(Extracted records)
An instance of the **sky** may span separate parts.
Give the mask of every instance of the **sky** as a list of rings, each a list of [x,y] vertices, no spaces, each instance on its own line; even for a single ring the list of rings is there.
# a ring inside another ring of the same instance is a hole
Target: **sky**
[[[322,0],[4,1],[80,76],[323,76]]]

### Short exercise
Recast every line of the records as a JSON list of strings, one string per line, leaving out any blank lines.

### Reply to the exercise
[
  "An instance of the **sky** may span separate parts.",
  "Give the mask of every instance of the **sky** as a list of rings, each a list of [x,y] vertices, no spaces, each instance on its own line; even for a single ring the list of rings is there.",
  "# a ring inside another ring of the same instance is a hole",
  "Target: **sky**",
  "[[[322,0],[4,1],[80,76],[323,76]]]"
]